**BRIEF A**
Using the Closed Block text, decide whether each statement agrees with it, answering yes or no and quoting the deciding words: (i) $72 million was used to buy a guaranteed investment contract; (ii) from 2002 on, management still assessed the Closed Block Business with adjusted operating income; (iii) sales practices remedies and costs are left out when adjusted operating income is calculated.

* BEGIN SUPPLIED TEXT *

The Closed Block Business consists principally of the Closed Block, assets held outside the Closed Block that Prudential Insurance needs to hold to meet capital requirements related to the Closed Block policies, invested assets held outside the Closed Block that represent the difference between the Closed Block assets and Closed Block liabilities and the interest maintenance reserve, deferred policy acquisition costs related to Closed Block policies, the principal amount of the IHC debt and related hedging activities and certain other related assets and liabilities. We allocated the net proceeds from the issuance of the Class B Stock and IHC debt, except for $72 million used to purchase a guaranteed investment contract to fund a portion of the bond insurance cost associated with that debt, to the Financial Services Businesses. However, we expect that the IHC debt will be serviced by the net cash flows of the Closed Block Business over time, and we report results of the Closed Block Business, including interest expenses associated with the IHC debt.
 
Consolidated Results of Operations
 
In managing our business, we analyze our operating performance by separately considering our Financial Services Businesses and our Closed Block Business. In addition, for the Financial Services Businesses, we analyze our operating performance using a non-GAAP measure we call “adjusted operating income.” Prior to the date of demutualization, we also analyzed results of our Traditional Participating Products segment based on this non-GAAP measure. Beginning in 2002, management no longer considers adjusted operating income to assess operating performance of the Closed Block Business. Consequently, results of the Closed Block Business for all periods are presented only in accordance with GAAP. We calculate adjusted operating income for the Financial Services Businesses by adjusting our income from operations before income taxes to exclude the following items:
 
 
 
realized investment gains, net of losses and related charges and adjustments;
 
 
 
sales practices remedies and costs;
 
 
 
the gains, losses and contribution to income/loss of divested businesses that we have sold or exited but that did not qualify for “discontinued operations” accounting treatment under GAAP; and
 
 
 
demutualization costs and expenses.

* END SUPPLIED TEXT *
* BEGIN TASK MATERIAL *

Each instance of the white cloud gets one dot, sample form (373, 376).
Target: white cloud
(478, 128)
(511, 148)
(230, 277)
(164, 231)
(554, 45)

* END TASK MATERIAL *

**BRIEF B**
Write out the records again, swapping "white cloud" for "gray cloud" wherever it appears and keeping everything else the same.

**EXERCISE ANSWER A**
(i) Yes: "except for $72 million used to purchase a guaranteed investment contract"
(ii) No: "Beginning in 2002, management no longer considers adjusted operating income to assess operating performance of the Closed Block Business"
(iii) Yes: "to exclude the following items" and "sales practices remedies and costs"

**EXERCISE ANSWER B**
Each instance of the gray cloud gets one dot, sample form (373, 376).
Target: gray cloud
(478, 128)
(511, 148)
(230, 277)
(164, 231)
(554, 45)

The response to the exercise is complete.